*What the task asks*
Begin with the first line of the entries below and reproduce each line exactly, ending with the line that holds "# put a marker on the white athletic".

*Data to process*

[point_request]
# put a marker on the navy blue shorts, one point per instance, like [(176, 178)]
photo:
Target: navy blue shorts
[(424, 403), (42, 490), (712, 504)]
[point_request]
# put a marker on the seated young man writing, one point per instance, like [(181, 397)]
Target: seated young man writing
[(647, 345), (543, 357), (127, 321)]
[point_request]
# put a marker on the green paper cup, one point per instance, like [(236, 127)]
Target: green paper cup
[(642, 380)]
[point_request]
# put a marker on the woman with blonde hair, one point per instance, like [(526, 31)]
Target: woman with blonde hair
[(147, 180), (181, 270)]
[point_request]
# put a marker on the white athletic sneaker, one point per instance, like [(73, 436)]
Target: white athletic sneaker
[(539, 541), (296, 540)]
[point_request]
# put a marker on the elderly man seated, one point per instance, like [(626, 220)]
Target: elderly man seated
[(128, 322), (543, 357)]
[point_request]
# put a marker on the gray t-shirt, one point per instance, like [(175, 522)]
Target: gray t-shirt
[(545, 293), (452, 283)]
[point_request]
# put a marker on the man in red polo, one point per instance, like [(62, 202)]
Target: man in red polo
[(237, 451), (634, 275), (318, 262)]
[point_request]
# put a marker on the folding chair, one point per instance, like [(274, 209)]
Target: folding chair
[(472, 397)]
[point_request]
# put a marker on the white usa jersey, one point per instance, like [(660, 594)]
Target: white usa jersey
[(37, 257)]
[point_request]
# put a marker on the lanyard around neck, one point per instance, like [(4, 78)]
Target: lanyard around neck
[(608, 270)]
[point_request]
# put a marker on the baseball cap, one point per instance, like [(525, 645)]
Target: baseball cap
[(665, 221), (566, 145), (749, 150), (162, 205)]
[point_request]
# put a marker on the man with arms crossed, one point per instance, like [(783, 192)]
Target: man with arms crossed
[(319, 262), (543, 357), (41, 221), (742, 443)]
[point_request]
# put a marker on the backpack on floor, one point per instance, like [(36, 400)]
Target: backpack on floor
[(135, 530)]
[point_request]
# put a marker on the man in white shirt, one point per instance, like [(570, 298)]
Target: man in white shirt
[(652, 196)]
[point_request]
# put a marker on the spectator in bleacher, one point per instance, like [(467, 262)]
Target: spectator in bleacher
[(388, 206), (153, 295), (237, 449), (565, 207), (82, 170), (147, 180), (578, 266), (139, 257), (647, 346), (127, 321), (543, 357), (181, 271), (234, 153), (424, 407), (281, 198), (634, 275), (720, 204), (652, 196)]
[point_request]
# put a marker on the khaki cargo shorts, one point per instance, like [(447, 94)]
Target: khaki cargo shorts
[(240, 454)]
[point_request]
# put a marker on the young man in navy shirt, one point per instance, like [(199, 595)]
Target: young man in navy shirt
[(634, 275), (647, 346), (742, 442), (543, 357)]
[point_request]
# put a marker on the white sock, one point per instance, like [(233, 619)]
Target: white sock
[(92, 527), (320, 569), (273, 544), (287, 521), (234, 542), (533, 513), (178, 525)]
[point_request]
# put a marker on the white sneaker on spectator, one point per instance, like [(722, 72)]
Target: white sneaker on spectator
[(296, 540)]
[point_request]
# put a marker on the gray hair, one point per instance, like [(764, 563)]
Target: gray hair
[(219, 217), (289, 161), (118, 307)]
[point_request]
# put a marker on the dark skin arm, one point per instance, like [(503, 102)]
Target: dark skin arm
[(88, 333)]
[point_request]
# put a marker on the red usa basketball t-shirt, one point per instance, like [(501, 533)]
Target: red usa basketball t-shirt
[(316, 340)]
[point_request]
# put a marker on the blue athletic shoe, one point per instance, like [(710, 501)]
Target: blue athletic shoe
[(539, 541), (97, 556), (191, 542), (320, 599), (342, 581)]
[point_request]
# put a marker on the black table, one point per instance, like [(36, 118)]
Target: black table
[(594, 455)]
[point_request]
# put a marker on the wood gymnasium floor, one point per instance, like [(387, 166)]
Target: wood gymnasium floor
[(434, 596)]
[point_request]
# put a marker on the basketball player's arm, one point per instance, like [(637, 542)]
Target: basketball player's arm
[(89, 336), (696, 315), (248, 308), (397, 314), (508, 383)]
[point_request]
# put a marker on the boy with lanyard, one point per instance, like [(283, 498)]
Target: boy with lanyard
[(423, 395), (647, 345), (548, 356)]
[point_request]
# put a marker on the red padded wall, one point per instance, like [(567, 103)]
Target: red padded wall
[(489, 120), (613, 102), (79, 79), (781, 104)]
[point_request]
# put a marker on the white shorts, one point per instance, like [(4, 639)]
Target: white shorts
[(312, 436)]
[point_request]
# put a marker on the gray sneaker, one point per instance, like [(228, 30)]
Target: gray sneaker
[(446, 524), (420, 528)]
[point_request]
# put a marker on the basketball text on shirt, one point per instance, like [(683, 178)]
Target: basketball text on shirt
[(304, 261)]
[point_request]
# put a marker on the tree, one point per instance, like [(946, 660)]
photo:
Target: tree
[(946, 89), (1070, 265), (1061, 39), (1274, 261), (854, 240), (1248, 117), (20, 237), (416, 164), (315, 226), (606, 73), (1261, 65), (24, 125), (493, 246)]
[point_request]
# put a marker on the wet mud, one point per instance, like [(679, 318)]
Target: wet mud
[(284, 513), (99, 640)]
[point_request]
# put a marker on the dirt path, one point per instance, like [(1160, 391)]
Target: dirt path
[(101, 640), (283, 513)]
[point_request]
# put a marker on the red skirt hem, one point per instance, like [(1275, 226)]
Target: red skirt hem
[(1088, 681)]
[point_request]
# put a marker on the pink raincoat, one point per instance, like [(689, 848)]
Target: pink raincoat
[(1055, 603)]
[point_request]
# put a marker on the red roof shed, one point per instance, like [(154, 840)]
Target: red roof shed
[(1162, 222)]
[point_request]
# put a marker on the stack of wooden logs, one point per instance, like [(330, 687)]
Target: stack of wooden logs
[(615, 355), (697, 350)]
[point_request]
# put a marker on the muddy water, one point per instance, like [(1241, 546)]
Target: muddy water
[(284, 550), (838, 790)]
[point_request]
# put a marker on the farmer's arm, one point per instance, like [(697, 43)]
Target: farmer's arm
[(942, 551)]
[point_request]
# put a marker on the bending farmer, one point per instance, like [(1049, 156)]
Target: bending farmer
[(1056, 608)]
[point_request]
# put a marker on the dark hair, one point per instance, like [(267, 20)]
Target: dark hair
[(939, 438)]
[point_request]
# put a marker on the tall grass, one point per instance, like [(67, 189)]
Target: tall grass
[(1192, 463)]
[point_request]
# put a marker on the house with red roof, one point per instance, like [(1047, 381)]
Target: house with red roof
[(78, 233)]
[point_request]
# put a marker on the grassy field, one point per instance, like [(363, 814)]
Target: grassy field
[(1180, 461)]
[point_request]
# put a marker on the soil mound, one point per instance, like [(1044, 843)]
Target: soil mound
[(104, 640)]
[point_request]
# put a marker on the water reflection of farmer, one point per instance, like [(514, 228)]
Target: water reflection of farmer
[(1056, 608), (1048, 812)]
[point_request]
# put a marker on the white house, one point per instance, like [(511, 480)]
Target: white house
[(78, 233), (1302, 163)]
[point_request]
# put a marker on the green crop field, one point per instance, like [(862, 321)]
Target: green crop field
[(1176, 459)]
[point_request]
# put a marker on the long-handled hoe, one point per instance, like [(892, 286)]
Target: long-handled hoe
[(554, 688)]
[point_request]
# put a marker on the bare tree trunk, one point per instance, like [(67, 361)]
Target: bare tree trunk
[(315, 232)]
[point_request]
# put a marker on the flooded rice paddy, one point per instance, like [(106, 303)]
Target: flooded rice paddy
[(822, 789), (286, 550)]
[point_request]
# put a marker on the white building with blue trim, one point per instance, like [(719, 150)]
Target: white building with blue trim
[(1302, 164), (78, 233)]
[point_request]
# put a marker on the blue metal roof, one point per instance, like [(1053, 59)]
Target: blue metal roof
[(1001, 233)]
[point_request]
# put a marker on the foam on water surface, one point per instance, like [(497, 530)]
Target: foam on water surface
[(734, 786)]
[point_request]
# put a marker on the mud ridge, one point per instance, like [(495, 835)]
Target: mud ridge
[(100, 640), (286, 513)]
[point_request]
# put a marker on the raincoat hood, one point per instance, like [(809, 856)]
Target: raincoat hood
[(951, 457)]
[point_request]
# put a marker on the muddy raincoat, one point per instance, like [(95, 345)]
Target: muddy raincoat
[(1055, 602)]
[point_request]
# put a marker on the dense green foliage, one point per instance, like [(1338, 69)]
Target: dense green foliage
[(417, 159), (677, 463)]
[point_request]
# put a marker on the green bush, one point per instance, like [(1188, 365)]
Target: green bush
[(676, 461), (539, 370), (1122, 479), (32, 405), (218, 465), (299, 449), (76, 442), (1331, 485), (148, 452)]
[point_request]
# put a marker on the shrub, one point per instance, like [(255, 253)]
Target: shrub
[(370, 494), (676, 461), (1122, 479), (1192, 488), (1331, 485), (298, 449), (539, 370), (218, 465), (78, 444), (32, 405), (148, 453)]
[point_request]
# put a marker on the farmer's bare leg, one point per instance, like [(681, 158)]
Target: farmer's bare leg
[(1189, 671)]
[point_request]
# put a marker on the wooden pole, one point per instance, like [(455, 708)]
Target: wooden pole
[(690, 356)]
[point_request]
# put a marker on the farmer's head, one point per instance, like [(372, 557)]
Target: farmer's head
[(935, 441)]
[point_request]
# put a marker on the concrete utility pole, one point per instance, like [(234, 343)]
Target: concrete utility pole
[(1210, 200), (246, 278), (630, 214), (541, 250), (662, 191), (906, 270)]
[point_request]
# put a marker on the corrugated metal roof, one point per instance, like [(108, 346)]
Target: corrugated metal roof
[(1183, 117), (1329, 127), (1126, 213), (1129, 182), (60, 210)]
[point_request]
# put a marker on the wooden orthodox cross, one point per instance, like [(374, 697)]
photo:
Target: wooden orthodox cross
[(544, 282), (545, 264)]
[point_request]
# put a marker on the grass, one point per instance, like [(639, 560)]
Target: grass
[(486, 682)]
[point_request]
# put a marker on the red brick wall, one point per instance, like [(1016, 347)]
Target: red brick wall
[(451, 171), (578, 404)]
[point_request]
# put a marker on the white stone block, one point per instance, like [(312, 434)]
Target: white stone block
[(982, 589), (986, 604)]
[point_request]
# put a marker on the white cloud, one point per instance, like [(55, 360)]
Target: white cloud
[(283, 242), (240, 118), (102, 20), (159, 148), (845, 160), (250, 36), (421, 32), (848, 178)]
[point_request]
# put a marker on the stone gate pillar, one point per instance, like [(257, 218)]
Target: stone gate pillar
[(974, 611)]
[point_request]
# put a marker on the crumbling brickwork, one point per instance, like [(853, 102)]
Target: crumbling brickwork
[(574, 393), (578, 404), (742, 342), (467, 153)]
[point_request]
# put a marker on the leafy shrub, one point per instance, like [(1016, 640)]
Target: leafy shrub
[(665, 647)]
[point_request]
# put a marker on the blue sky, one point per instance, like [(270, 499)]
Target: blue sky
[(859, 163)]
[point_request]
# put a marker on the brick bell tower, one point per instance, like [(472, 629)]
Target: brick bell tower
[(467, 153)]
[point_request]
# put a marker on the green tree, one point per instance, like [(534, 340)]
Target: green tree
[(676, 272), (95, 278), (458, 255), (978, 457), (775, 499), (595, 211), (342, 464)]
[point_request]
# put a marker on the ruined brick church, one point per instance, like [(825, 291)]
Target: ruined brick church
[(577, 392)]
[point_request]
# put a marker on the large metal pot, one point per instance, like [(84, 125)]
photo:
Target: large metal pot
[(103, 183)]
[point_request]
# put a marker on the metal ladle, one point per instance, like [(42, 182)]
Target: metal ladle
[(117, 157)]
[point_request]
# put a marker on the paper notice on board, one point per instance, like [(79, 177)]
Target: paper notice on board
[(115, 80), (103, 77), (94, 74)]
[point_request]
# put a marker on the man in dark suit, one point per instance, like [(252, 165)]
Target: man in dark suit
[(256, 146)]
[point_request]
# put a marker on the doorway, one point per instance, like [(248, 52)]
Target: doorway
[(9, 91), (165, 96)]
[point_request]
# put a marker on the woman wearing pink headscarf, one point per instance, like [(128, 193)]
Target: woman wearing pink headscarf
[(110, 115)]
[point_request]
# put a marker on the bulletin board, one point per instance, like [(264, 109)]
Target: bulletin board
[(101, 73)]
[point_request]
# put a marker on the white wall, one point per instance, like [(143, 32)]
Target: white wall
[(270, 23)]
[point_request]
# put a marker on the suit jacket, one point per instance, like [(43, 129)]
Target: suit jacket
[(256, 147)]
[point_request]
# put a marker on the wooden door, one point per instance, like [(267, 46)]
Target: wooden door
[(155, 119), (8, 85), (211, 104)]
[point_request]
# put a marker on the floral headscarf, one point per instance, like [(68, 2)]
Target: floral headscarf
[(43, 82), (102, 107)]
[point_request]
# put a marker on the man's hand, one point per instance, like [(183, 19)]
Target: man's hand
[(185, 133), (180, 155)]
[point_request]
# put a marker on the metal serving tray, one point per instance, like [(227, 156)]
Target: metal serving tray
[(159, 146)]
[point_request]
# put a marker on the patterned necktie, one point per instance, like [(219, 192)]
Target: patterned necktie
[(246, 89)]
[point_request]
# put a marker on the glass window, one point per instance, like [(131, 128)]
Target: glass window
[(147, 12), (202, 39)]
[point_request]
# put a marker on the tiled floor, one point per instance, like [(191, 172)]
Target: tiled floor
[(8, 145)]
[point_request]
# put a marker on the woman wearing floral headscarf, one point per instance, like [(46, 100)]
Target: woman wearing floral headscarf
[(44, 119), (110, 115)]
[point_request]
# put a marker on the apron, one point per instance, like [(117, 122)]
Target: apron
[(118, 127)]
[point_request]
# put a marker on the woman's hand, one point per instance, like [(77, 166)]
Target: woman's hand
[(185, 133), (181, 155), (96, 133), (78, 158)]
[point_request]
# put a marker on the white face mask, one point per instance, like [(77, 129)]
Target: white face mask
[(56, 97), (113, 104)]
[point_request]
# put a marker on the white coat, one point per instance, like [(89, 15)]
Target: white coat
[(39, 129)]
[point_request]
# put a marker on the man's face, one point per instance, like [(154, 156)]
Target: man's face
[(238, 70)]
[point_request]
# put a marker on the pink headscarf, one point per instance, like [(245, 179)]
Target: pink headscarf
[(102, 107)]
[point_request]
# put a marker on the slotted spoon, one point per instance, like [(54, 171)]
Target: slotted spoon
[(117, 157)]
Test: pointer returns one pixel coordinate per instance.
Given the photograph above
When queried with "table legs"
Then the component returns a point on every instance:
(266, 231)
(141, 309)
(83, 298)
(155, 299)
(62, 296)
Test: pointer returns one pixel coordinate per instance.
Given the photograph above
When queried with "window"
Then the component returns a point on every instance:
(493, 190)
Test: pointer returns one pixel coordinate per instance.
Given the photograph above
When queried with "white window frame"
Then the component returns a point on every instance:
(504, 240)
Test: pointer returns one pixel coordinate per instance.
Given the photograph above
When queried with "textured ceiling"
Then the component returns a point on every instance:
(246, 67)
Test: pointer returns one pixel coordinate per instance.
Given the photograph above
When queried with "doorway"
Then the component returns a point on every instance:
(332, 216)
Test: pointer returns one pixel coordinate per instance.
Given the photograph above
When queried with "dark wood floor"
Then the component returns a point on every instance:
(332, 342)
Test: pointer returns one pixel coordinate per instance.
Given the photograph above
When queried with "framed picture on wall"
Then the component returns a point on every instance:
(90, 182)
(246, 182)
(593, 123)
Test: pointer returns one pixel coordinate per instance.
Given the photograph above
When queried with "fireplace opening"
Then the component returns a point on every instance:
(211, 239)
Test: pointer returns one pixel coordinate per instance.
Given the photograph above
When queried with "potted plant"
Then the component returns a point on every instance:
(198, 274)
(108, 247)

*Task response*
[point_request]
# put a marker on the navy blue shorts, one point per instance, like [(176, 178)]
photo:
Target: navy blue shorts
[(424, 403), (42, 490), (712, 504)]
[point_request]
# put a marker on the seated young man writing, one point per instance, like [(181, 397)]
Target: seated young man writing
[(647, 345), (543, 357), (127, 321)]
[point_request]
# put a marker on the green paper cup, one point per instance, like [(236, 127)]
Target: green paper cup
[(642, 380)]
[point_request]
# put a marker on the woman with blonde hair, one point per instance, like [(526, 31)]
Target: woman with blonde hair
[(147, 180), (181, 270)]
[point_request]
# put a marker on the white athletic sneaker, one point per instance, like [(73, 436)]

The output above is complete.